-- Begin Information provided --

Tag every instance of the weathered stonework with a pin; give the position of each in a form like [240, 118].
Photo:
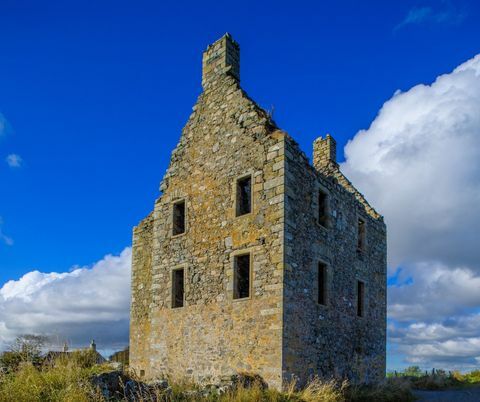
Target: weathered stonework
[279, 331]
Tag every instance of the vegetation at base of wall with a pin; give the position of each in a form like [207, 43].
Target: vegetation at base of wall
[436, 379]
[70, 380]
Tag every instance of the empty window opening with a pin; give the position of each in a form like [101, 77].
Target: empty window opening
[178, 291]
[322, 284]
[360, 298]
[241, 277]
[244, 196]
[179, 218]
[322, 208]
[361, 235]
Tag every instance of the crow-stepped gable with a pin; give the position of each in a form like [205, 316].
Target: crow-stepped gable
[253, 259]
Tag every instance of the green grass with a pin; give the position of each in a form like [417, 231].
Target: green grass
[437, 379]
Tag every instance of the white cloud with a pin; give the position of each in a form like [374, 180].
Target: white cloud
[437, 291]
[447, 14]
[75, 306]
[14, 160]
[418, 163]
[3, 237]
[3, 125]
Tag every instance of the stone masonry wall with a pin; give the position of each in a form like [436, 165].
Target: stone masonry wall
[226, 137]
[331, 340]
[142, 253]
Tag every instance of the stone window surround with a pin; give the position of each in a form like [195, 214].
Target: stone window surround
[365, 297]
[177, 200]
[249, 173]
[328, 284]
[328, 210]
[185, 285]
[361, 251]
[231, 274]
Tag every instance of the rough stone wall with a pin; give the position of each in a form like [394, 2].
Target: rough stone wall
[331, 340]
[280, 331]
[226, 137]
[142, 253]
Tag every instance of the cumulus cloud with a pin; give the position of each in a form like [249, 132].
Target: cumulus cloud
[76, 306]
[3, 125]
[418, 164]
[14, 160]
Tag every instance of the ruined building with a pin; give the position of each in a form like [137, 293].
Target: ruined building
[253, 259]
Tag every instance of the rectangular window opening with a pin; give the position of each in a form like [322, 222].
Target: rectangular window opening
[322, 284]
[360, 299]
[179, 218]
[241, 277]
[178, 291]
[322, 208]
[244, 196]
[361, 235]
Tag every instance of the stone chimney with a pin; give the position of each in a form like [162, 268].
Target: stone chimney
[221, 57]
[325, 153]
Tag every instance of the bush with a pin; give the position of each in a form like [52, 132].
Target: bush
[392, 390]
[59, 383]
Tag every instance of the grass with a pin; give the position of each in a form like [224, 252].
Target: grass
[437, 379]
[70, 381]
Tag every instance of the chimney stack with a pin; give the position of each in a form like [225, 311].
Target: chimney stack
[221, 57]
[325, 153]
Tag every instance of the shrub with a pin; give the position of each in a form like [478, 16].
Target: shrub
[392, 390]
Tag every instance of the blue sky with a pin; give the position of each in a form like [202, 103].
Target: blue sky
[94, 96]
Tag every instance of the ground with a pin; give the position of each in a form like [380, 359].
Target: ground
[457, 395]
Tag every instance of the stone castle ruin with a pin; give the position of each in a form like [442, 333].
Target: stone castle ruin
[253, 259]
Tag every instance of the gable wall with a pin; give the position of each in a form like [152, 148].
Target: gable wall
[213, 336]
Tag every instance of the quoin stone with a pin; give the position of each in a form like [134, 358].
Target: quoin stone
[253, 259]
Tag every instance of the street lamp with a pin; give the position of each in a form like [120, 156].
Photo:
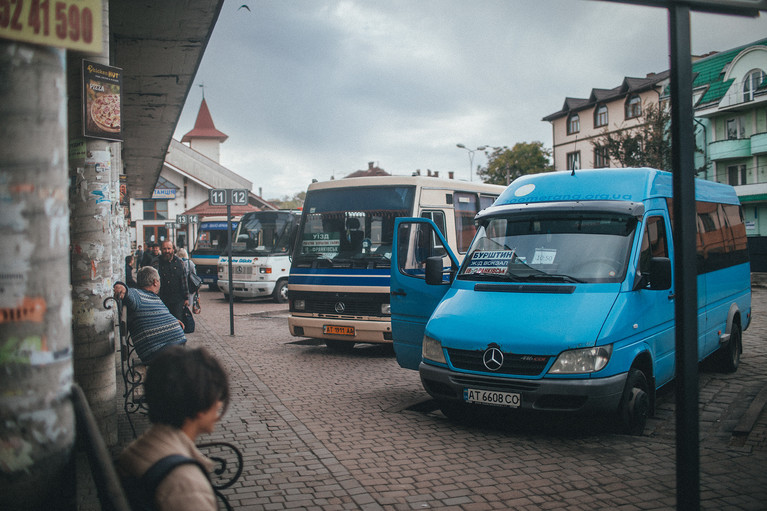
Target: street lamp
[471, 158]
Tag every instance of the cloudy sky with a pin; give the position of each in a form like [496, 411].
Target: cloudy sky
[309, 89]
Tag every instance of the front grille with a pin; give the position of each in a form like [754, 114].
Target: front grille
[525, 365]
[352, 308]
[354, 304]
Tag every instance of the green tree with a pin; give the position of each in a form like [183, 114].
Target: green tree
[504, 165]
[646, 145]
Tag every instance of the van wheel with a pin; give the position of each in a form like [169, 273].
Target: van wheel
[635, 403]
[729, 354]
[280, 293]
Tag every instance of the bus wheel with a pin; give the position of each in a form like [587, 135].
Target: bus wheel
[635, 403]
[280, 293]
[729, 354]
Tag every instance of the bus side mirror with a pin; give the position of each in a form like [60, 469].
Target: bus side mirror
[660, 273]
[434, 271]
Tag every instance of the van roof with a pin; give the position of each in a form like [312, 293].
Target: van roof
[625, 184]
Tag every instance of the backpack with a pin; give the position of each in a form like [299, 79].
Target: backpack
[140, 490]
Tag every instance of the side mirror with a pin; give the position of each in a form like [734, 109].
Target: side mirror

-- End Information provided --

▶ [Exercise objective]: Output the entries above exactly. Drop the pictures.

▶ [Result of the task]:
Tag every instance of the weathered stonework with a pin; give the position of each in a form like [240, 118].
Photo:
Target: weathered stonework
[279, 331]
Tag every instance of the vegetation at base of wall with a pin; give the position of each in a form like [207, 43].
Target: vegetation at base of wall
[436, 379]
[70, 380]
Tag every instance of the empty window opening with a pin; give the position of each in a form like [101, 77].
Target: empty window opening
[178, 291]
[322, 284]
[360, 298]
[241, 277]
[244, 196]
[179, 218]
[322, 208]
[361, 235]
Tag every instance of the crow-stepped gable with a pin; give the position of each in a form like [205, 316].
Target: crow-stepped gable
[253, 259]
Tag every instance of the green grass with a pin; give the position of each in a form like [417, 231].
Target: green grass
[437, 379]
Tag every instance of the white cloud with a pin; give the position of each in a form like [374, 180].
Target: white cloud
[437, 291]
[447, 14]
[75, 306]
[14, 160]
[418, 163]
[3, 237]
[3, 125]
Tag every instance of the stone masonry wall with a pin; give the position of each in a form like [436, 165].
Target: stone masonry wall
[226, 137]
[331, 340]
[142, 253]
Tag every instance of the stone window surround with a pin; give the position of each in a form like [195, 214].
Target: stone window surround
[365, 297]
[177, 200]
[249, 173]
[328, 284]
[328, 210]
[185, 285]
[361, 251]
[231, 274]
Tag every instance of the rough stone wall with a pin; give the position of each in a form like [394, 2].
Target: rough stone wall
[331, 340]
[280, 331]
[226, 137]
[142, 253]
Tag every instance of the cumulus cloud with a pin; give the position of each in a form like [249, 132].
Target: cumulus cloud
[76, 306]
[3, 125]
[418, 164]
[14, 160]
Tag every instance of the ruined building with a pin; give the position of each in a form like [137, 293].
Target: ruined building
[253, 259]
Tag every instance of the rectangular window opening with a pin; give the position of each in a form like [322, 222].
Target: rectangular window opening
[322, 284]
[360, 299]
[179, 218]
[241, 277]
[178, 291]
[322, 208]
[244, 196]
[361, 235]
Tag every instance of the stone chimney with a pin; give the position of each in a form like [162, 268].
Target: stone chimney
[221, 57]
[325, 153]
Tag every instance of the bush with a pin; give the position of each in a form like [52, 132].
Target: bush
[392, 390]
[59, 383]
Tag every instance of the grass with a pin; give the position of each in a form like [224, 252].
Target: grass
[437, 379]
[70, 381]
Tag every instance of the chimney stack with a pin; give the position of each in a form like [225, 311].
Target: chimney stack
[221, 57]
[325, 153]
Tag every instance of the shrub with a pin; give the position of each in a form like [478, 16].
Target: shrub
[392, 390]
Tag every instance of the blue sky with a pin; give the position of each in a form like [202, 103].
Target: blue sky
[94, 96]
Tag every instance of the ground with a pin; give the position of each in a form like [380, 359].
Target: ground
[457, 395]
Tag every instance of the stone castle ruin with a pin; give the position of each in a form like [442, 333].
Target: stone castle ruin
[253, 259]
Tag every instance of the gable wall with a pin; give the position of each in a form like [152, 148].
Target: gable wall
[213, 336]
Tag every instance of the quoin stone with a pin; give the position of each in a form like [134, 358].
Target: quoin stone
[253, 259]
Tag every instance of the street lamp with a pin; give the position of each in a form like [120, 156].
Photo:
Target: street lamp
[471, 158]
Tag every instance of the cloudy sky with a pin; give the position of each in a form like [496, 411].
Target: cloudy sky
[309, 89]
Tag every instance of the front grille with a pin; give the position of each in a form like [754, 114].
Target: front grille
[525, 365]
[352, 308]
[354, 304]
Tag every instance of the green tree with a pin; give the position of each in a form like [183, 114].
Target: green tree
[504, 165]
[646, 145]
Tag every instance of the van wheel with a pin; give the position of each in a form like [169, 273].
Target: van wheel
[635, 403]
[729, 354]
[280, 293]
Tag every instance of the bus wheel with a pin; give the position of each in a form like [587, 135].
Target: bus wheel
[635, 403]
[280, 293]
[729, 354]
Tag every instance of the bus side mirror with a pin; give the position of each in a form like [60, 469].
Target: bus side mirror
[660, 273]
[434, 271]
Tag every instance of the van roof with a pin; give the position of each in a form like [312, 293].
Target: van roof
[625, 184]
Tag every instance of the backpack with a pin; give the position of each in a form like [299, 79].
Target: backpack
[140, 490]
Tag every instance of the side mirror with a pin; give the position of each in a form like [734, 109].
Target: side mirror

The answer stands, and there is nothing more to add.